Task item: All of the data, word for word and free of pictures, is the expected result.

BEGIN Source material

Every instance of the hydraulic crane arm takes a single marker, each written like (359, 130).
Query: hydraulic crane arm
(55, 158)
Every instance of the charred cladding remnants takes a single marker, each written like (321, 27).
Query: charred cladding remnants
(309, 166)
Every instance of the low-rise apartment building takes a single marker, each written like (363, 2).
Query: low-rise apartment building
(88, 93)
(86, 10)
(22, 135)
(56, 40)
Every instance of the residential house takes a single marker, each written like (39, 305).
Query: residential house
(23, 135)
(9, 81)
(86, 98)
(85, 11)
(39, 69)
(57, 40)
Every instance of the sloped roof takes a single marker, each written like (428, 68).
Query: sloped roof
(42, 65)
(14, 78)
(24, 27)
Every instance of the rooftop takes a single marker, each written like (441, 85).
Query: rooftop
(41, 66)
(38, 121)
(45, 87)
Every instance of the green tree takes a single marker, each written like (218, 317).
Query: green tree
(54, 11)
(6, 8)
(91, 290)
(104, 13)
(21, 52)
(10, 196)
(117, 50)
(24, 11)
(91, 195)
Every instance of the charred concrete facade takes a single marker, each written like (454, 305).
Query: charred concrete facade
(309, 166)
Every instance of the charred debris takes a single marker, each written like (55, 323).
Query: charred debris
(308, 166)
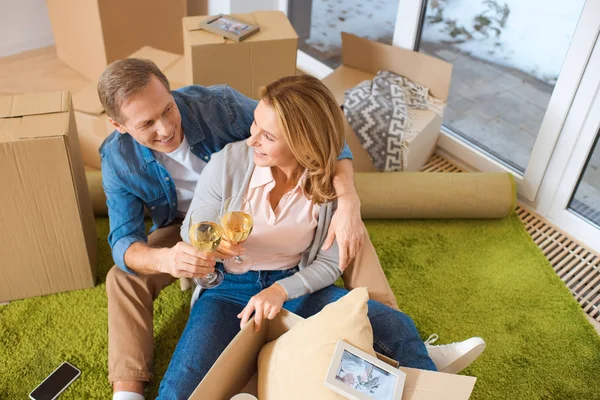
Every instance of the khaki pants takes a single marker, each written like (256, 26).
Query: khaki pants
(131, 297)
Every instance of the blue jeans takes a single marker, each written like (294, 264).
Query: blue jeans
(395, 334)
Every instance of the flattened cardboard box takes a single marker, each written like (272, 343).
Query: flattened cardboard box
(92, 123)
(235, 370)
(47, 228)
(361, 60)
(91, 34)
(256, 61)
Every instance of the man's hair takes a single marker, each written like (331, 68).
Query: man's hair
(125, 78)
(313, 127)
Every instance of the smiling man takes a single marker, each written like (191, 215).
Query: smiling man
(163, 140)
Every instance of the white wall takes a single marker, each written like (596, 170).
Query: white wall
(24, 25)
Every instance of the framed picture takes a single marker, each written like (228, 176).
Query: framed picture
(359, 376)
(229, 27)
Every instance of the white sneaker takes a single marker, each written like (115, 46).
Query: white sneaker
(453, 358)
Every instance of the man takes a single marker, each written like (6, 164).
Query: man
(162, 141)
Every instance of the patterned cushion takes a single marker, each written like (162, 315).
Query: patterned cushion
(378, 112)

END Source material

Task result:
Every instance of the hydraulic crane arm takes a single marker, each written like (359, 130).
Query: hydraulic crane arm
(55, 158)
Every instance of the charred cladding remnants takes a single marker, each written like (321, 27).
Query: charred cladding remnants
(309, 166)
Every instance of the low-rise apartment building takes a single marker, each written like (363, 2).
Query: low-rise apartment building
(88, 93)
(86, 10)
(22, 135)
(56, 40)
Every instance of the residential house takes a single marker, each written like (39, 305).
Query: residential house
(23, 135)
(9, 81)
(86, 98)
(85, 11)
(39, 69)
(57, 40)
Every instance of the sloped roof takes a single marker, each written like (428, 68).
Query: sloped roof
(42, 65)
(14, 78)
(24, 27)
Every instance of the rooftop takes a single marker, each written like (441, 85).
Query: rooftop
(41, 66)
(38, 121)
(45, 87)
Every instance of the green tree takes a single marker, each written like (218, 317).
Query: green tree
(54, 11)
(6, 8)
(91, 290)
(104, 13)
(21, 52)
(10, 196)
(117, 50)
(24, 11)
(91, 195)
Every instance of the charred concrete facade takes a single marker, each written like (454, 305).
Query: charred concrete facade
(309, 166)
Every instance of the charred debris takes a single marker, each written like (55, 323).
Query: charred debris
(308, 166)
Every instance of the khaki pants takes a single marker, each written like (256, 26).
Query: khaki pants
(131, 297)
Every instance of the blue jeans takes a single marker, each written like (294, 264).
Query: blue jeans
(395, 334)
Every instance of the flattened cardboard box takes a single marker, each written like (272, 343).
Query: flattened cardboard box
(92, 123)
(235, 370)
(47, 228)
(361, 60)
(91, 34)
(256, 61)
Every instance of the man's hair takes a single marker, each written like (331, 68).
Query: man's hair
(125, 78)
(313, 127)
Every instance of the smiling man takes a single marker, each written like (191, 215).
Query: smiling man
(163, 140)
Every instance of the white wall takes a single marker, each written like (596, 170).
Query: white wall
(24, 25)
Every instance of the framed picture takes a single marker, each written like (228, 176).
Query: framed picture
(359, 376)
(229, 27)
Every instance of the white sneaker takes a single marker, each written like (115, 46).
Query: white sneaker
(453, 358)
Every instance of the man takes a single marker, each written like (6, 164).
Query: man
(162, 141)
Every instance of the patterned cushion takes a single marker, each written like (162, 315).
Query: patterned cushion
(378, 112)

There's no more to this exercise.